» **Work request**: Set down the entries below exactly; drop the pictures.

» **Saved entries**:
——————
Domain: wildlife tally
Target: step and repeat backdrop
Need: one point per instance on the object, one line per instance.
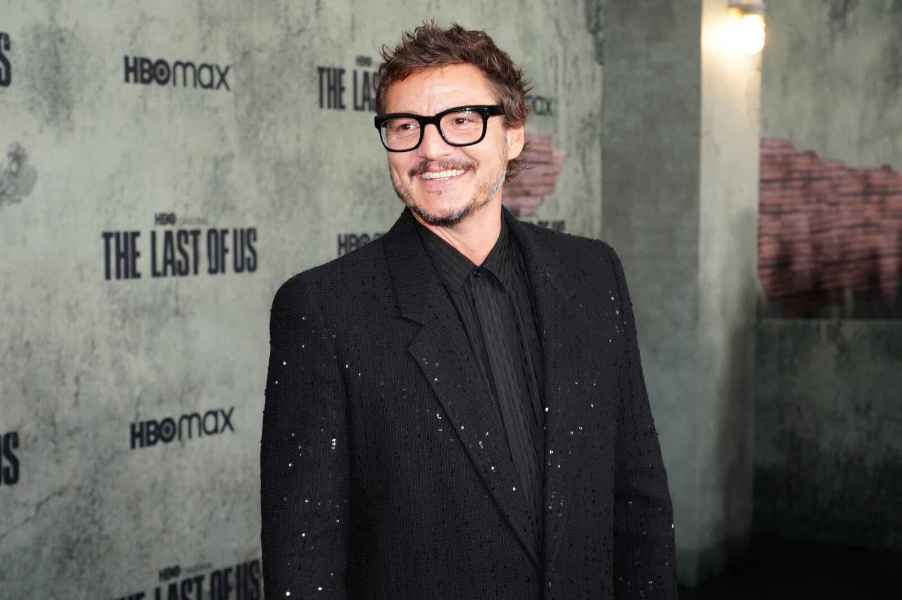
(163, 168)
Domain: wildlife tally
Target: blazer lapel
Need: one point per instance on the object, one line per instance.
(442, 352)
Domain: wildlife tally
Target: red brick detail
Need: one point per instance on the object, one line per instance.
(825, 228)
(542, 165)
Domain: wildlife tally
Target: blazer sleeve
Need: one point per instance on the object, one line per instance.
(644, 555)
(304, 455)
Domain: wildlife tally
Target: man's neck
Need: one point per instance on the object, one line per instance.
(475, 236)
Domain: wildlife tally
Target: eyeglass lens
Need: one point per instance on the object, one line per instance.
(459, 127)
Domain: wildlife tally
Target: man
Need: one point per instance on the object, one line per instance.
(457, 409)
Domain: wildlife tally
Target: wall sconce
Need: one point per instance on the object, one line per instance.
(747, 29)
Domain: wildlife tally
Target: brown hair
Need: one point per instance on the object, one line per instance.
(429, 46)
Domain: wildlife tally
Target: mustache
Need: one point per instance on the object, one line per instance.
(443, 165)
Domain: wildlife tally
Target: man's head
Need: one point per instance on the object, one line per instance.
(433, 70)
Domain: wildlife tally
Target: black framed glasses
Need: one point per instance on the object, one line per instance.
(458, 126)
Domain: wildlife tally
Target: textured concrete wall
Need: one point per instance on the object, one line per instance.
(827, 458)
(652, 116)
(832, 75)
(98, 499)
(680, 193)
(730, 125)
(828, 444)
——————
» **Your response**:
Domain: wildlife tally
Target: step and repeat backdrop
Need: one point per instance on the object, one line per instance.
(163, 168)
Domain: wildlife tally
Target: blazer lapel
Need: one point per instance on the object, one line per instance.
(442, 352)
Domain: wildlife tally
Target: red brick detail
Need: one point per instance on the object, one line per instance.
(825, 228)
(542, 165)
Domain: wildlife tally
Target: blazer sleeve
Need: one point per instance on the object, one line per instance.
(644, 555)
(304, 455)
Domain: wildlife tally
Target: man's neck
Need: one point per instance on the object, one line per instance.
(475, 236)
Domain: wildlife tally
Target: eyeglass lens
Need: one point per instance on the object, one line per instance.
(459, 127)
Domain: wildlife tally
Target: man
Need: one point per instance on the object, one line per instance.
(457, 409)
Domain: wildlife tally
Target: wall sconce
Need: one point per instance on the object, one line per instance.
(747, 29)
Domain: wildlife tally
Target: brown hair
Need: one point per instance on the object, one line per instance.
(429, 46)
Domain: wildlife tally
Target: mustache
Need: one point per instance on the object, one line per instance.
(443, 165)
Domain: wildlife tally
Target: man's head
Need: one point per instance on the object, one line per instance.
(433, 70)
Domain: wildlife tally
Target: black framed glasses
Need: one point per instance on the object, one line per instance.
(458, 126)
Domain: wildlife tally
Target: textured concrete wall
Need: one point per instance on the object, one line per instance.
(827, 458)
(652, 116)
(832, 75)
(98, 499)
(680, 193)
(730, 125)
(828, 444)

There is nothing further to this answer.